▶ _Task description_: Can you print every record below exactly as written?

▶ _Material shown_:
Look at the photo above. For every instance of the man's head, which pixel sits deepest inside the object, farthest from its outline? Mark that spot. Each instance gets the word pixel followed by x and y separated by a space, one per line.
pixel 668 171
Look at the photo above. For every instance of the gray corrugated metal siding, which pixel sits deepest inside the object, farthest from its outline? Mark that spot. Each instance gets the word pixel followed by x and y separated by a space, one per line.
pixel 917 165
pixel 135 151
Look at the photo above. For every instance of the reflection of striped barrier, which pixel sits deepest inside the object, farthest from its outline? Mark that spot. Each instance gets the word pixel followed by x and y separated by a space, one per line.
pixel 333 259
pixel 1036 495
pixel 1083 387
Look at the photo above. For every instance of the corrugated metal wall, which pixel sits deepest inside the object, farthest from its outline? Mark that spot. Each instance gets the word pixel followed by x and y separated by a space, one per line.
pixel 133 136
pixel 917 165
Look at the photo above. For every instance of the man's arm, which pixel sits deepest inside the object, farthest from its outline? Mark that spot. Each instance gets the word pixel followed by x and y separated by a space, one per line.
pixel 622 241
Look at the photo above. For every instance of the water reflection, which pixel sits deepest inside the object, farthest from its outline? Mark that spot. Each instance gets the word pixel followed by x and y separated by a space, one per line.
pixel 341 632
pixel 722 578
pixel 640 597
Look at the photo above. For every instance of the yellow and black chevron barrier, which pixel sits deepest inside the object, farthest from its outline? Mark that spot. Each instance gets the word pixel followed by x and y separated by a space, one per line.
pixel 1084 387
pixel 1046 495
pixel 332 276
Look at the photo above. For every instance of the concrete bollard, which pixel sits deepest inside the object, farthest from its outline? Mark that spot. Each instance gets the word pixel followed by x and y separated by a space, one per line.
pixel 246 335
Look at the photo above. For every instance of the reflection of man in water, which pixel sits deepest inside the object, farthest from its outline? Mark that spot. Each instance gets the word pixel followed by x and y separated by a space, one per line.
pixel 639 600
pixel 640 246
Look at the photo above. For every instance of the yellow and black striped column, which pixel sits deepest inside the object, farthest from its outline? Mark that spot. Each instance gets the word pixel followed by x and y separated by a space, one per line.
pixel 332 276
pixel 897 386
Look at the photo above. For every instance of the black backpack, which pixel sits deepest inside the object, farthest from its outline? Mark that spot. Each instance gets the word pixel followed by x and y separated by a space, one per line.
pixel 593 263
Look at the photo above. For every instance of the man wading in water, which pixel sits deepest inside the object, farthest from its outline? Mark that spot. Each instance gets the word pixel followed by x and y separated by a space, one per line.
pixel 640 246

▶ _Final answer_:
Look at the photo above. For every instance of the man's head, which pixel sits deepest inside the object, farthest from its outline? Mark that spot. Each instance gets the word pixel followed by x and y separated by a space, one per line.
pixel 668 171
Look at the photo above. For every instance of the gray corrugated metal siding, which pixel sits deepest inside the object, farthest from its outline? Mark that spot. Each instance gets the word pixel followed by x and y separated by a space, one per line.
pixel 917 165
pixel 135 151
Look at the photo above. For every instance of the reflection of striped barrier, which pixel sits deepest inside the object, farthest from its outline? Mark that spot. Each instance gets the word pixel followed by x and y separated by a space, one per line.
pixel 333 259
pixel 1036 495
pixel 1083 387
Look at the photo above. For every instance of the corrugated metal wall, which pixel sits deepest inside the object, farthest from its outline? Mark that spot. Each instance gets the word pixel followed by x and y separated by a space, one per line.
pixel 133 136
pixel 917 165
Look at the photo above. For every instance of the man's arm, which pixel sits deepest inside the object, farthest from its outline? Mark that spot. Each instance gets the word pixel followed by x and y separated by a space, one per line.
pixel 622 241
Look at the photo above. For every instance of the water reflection, which pixel sits deepest inside the object, farthest from its outline? Mark that spot. Each instance gets the word pixel followed by x and y separated by a space, one per line.
pixel 341 632
pixel 722 578
pixel 640 597
Look at the photo above. For every instance of the yellow and black chevron barrier, which pixel sits deepest inside the object, farthest from its outline? Mark that spot. Each instance gets the word pixel followed by x and y separated by a space, one per line.
pixel 1084 387
pixel 1046 495
pixel 332 276
Look at the photo above. For every instance of the concrete bollard, which pixel sits deepest inside the object, farthest from its outline? Mark that spot. Each instance gets the word pixel followed by x and y separated by a space, one per line.
pixel 246 335
Look at the photo above. For every instance of the reflection of man in water, which pixel sits deepest inside the object, farthest from its outline? Mark that spot. Each instance gets the word pixel followed by x and y separated by a space, one per line.
pixel 639 600
pixel 640 246
Look at the photo above. For every instance of the yellow and black striped column, which pixel sits deepest inside the object, farthest from its outline? Mark that spot. Each instance gets the word pixel followed by x and y separated by a space, one per line.
pixel 332 276
pixel 897 386
Look at the photo above. For every instance of the black backpack, which pixel sits deepest inside the object, farthest from its outline? Mark that spot. Each instance gets the word pixel followed by x and y separated by a space, one per line.
pixel 593 263
Look at the photo above. For every instance of the man wading in water, which pixel sits deepest inside the object, farthest from its outline? Mark that spot. Each instance gets the word pixel followed by x and y separated by a space, one per line.
pixel 640 246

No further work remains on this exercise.